Input material.
::::

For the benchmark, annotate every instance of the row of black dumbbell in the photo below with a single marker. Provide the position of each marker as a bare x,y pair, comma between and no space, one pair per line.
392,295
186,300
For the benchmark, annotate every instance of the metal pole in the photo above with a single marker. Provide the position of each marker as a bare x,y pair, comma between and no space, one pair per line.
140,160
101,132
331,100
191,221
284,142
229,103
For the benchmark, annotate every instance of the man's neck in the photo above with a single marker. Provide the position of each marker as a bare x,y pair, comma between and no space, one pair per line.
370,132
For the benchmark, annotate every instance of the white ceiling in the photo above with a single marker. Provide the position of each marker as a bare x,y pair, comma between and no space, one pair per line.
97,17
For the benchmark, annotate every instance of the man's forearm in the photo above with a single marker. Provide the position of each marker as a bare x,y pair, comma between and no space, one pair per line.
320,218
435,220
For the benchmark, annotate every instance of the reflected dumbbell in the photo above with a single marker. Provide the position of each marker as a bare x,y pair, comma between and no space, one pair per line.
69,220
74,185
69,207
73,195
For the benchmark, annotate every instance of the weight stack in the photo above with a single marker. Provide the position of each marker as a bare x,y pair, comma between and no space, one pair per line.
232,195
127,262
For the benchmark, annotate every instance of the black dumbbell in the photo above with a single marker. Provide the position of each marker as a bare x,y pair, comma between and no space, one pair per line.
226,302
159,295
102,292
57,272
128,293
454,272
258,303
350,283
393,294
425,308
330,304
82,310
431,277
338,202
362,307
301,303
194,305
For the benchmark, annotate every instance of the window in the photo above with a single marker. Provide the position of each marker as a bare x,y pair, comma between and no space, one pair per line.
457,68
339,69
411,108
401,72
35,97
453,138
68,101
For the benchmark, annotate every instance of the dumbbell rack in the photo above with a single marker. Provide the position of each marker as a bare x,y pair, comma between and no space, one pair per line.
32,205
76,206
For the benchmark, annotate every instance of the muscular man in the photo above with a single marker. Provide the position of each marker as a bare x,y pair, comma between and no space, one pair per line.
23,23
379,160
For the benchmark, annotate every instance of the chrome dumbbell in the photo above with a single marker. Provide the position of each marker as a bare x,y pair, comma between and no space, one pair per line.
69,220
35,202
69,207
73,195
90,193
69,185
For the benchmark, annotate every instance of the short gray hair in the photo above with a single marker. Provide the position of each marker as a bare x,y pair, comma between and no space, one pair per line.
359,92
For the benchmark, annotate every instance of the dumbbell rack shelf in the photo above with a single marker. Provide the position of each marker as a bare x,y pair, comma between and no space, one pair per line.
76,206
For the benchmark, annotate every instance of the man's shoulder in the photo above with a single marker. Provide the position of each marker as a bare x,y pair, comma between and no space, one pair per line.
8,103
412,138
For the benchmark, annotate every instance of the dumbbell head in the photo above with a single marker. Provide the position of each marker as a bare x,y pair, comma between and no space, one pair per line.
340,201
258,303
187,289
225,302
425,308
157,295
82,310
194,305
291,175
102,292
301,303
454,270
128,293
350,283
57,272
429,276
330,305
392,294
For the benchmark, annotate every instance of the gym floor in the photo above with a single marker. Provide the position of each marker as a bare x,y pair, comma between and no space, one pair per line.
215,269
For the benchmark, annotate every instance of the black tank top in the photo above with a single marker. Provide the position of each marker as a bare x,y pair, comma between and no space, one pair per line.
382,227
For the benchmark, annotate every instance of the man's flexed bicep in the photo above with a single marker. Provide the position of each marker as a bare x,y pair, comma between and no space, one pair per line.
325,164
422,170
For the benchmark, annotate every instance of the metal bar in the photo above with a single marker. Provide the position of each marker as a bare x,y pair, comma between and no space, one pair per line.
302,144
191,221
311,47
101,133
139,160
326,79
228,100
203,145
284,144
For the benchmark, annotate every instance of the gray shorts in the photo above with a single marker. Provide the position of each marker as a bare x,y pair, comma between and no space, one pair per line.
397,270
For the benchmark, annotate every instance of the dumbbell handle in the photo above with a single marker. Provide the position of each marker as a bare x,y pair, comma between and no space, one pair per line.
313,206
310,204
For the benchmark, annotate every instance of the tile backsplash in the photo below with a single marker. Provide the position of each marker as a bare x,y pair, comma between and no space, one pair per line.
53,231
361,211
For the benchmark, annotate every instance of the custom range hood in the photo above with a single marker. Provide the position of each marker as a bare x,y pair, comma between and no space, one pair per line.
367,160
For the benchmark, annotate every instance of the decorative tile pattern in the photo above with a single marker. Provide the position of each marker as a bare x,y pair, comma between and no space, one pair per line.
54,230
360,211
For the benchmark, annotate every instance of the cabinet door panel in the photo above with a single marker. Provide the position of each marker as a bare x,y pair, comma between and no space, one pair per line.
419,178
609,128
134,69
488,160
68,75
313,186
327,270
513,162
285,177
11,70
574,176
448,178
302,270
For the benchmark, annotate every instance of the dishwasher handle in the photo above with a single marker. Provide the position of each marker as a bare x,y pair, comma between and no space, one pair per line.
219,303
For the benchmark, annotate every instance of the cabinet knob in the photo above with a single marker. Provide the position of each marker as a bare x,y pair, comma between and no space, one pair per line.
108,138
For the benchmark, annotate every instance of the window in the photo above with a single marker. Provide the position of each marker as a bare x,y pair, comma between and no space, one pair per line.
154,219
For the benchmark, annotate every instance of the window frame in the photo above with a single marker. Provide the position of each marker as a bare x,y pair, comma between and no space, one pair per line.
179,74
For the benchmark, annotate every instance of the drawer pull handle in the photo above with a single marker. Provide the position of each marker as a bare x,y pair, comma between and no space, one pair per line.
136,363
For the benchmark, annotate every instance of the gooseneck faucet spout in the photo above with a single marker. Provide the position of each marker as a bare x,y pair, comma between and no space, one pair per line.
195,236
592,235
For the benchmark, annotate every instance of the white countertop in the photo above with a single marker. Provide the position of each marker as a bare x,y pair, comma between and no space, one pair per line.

::::

Goal.
Every entry in the listing must be retyped exactly.

Written solution.
For the benchmark, annotate every instance of the row of black dumbbell in the photo below with a single marker. Provide the position of each marker as a bare x,y pair, comma between and no space, one pair per line.
392,295
186,300
For the benchmark, annotate every instance of the metal pole in the photo above with a single marker. Provide the position of each marker as a bare x,y pair, comma between and no space, one pair per line.
140,160
101,132
331,100
191,221
284,142
229,103
For the benchmark, annotate every instance of the man's neck in the photo above with a single marker. Provide the position of each marker as a bare x,y pair, comma between and no space, one pair per line.
370,132
For the benchmark, annotate every instance of the white ceiling in the photo above with a single marker. Provide the position of each marker as a bare x,y pair, comma between and no space, one pair per line.
97,17
For the benchmark, annotate every instance of the man's forearm in the photo above with a single marker. Provide the position of each marker as a bare x,y pair, comma between and no space, one pair per line.
320,218
435,220
For the benchmark, annotate every instance of the reflected dumbbell in the photo above with a single marker. Provide the position of each marker as a bare x,y pair, comma between and no space, one pair per line.
69,220
74,185
69,207
73,195
For the benchmark, annotate every instance of the weight stack in the photo above with a single marker. Provide the position of each marker as a bare x,y pair, comma between and no space, one pair per line.
232,195
127,262
For the benchmark, annotate every instance of the black dumbbell in the photo above with a single marker. Provide the position of each marker as a bare x,y pair, comma between and no space, one pair per line.
226,302
159,295
102,292
57,272
128,293
454,272
258,303
350,283
393,294
425,308
330,304
82,310
431,277
338,202
362,307
301,303
194,305
For the benchmark, annotate every instance of the window in the photo above with a single marker. Provide the position of each marker as a bare x,y pair, comma between and no space, one pair per line.
457,68
339,69
411,108
401,72
35,97
453,138
68,101
For the benchmark, annotate every instance of the dumbbell rack in the photo above with a single marker. Provide the position of each marker as a bare x,y pair, comma between and no space, one pair per line.
32,205
76,206
For the benchmark, annotate every instance of the muscular man in the photo above with a single marker. Provide the position of each marker as a bare x,y pair, comma between and no space, one pair per line.
23,23
379,160
For the benchmark, annotate every instance of the chrome dumbbell in the photo above with a single marker. Provide the position of each marker as a bare x,y pair, comma between and no space, one pair per line.
69,220
35,202
69,207
73,195
90,193
69,185
For the benchmark, annotate every instance of the short gray hair in the photo above with a single marker. Provide the position of each marker as a bare x,y pair, comma between and no space, one pair per line.
359,92
For the benchmark, annotate every instance of the dumbbell rack shelf in the photo above with a single marker. Provide the position of each marker as a bare x,y pair, comma between and no space, one pair per line.
76,206
For the benchmark, annotate every instance of the man's shoulder in the photo above with a single marker. Provide the position of each marker as a bare x,y pair, comma between and no space, one pair per line.
8,103
412,138
For the benchmark, annotate every instance of the dumbbell head in the photo above with a single marker. Provide the position of each marker as a bare x,y pair, comma between and no space, one pair per line.
340,201
258,303
187,289
225,302
425,308
157,295
82,310
194,305
291,175
102,292
301,303
454,270
128,293
350,283
57,272
429,276
330,305
392,294
For the benchmark, annotate every instance of the gym floor in the photo above with a single marker. Provide the position of each marker as a bare x,y pair, comma between and no space, one pair per line.
215,269
For the benchmark, annotate every instance of the black tank top in the photo above with a single marker. Provide the position of each marker as a bare x,y pair, comma between and no space, one pair per line.
382,227
For the benchmark, annotate every instance of the man's flexed bicep in the photo above with a single marker. Provide the position of each marker as a bare x,y pair, comma between and no space, one pair per line.
325,164
422,170
For the benchmark, annotate every instance of the metal bar in the photo above with a single marker. Provide the position of each marker as a bare x,y pair, comma between and no space, one pair per line.
302,144
191,221
311,47
101,133
139,160
326,79
228,100
203,145
284,144
For the benchmark, annotate every instance of the gray shorts in the photo above with a single marker. Provide the position of each marker as a bare x,y pair, comma between and no space, one pair per line.
397,270
For the benchmark, annotate every instance of the dumbbell handle in the photo above with a single marker. Provide the position of each marker as a bare x,y pair, comma between and no space, one pair per line.
313,206
310,204
For the benchmark, annotate every instance of the tile backsplash in the photo below with a single marker. Provide the position of each marker as a bare x,y pair, comma between and no space, one pair per line.
53,231
361,211
For the benchmark, annotate every instance of the custom range hood in the photo above with a single marker. Provide the position of each marker as a bare x,y pair, comma between and no space, one pair per line.
367,160
For the benchmark, annotate every instance of the decorative tile pattern in the photo above with a single marker. Provide the position of each marker as a bare x,y pair, comma between and no space, one pair per line.
54,230
360,211
For the benchmark, annotate every instance of the cabinet door panel in the photo above with a single marker. Provide the position of each marker as a bare x,y pair, comma between and no space, one pair per line.
419,178
609,128
134,69
488,160
68,75
313,186
327,270
513,162
285,177
11,70
574,176
448,178
302,270
For the benchmark, annotate every instance of the dishwasher handle in the photo above with a single marker. Provide the position of each marker as a bare x,y pair, comma between and no space, one pair per line.
219,303
For the benchmark, annotate every instance of the cabinet knob in the photo above with a single marker. Provide the position of each marker as a bare x,y pair, comma between and no space, one pair per line.
108,138
For the benchmark, annotate every instance of the window in the photo above with a single marker. Provide the position of each marker as a bare x,y pair, comma between and no space, one pair per line.
154,219
For the benchmark, annotate every instance of the window frame in the photo above with a single marker. Provide the position of each marker as a bare x,y pair, comma between and no space, one pair per line.
179,74
For the benchmark, annotate every instance of the drawer pull handle in the photo above with a single marker. Provide the position of each marker as a bare x,y pair, comma between and no space, one pair per line.
136,363
For the benchmark, annotate every instance of the gooseneck faucet spout in the photo above with a single marker. Provide the position of each marker as a bare x,y pair, comma between and no space, one pair per line.
195,236
592,235
For the benchmark, annotate every instance of the white countertop in the photo above with a single marker. Provide the position of each marker as a bare x,y pair, comma between and no space, one pair per line.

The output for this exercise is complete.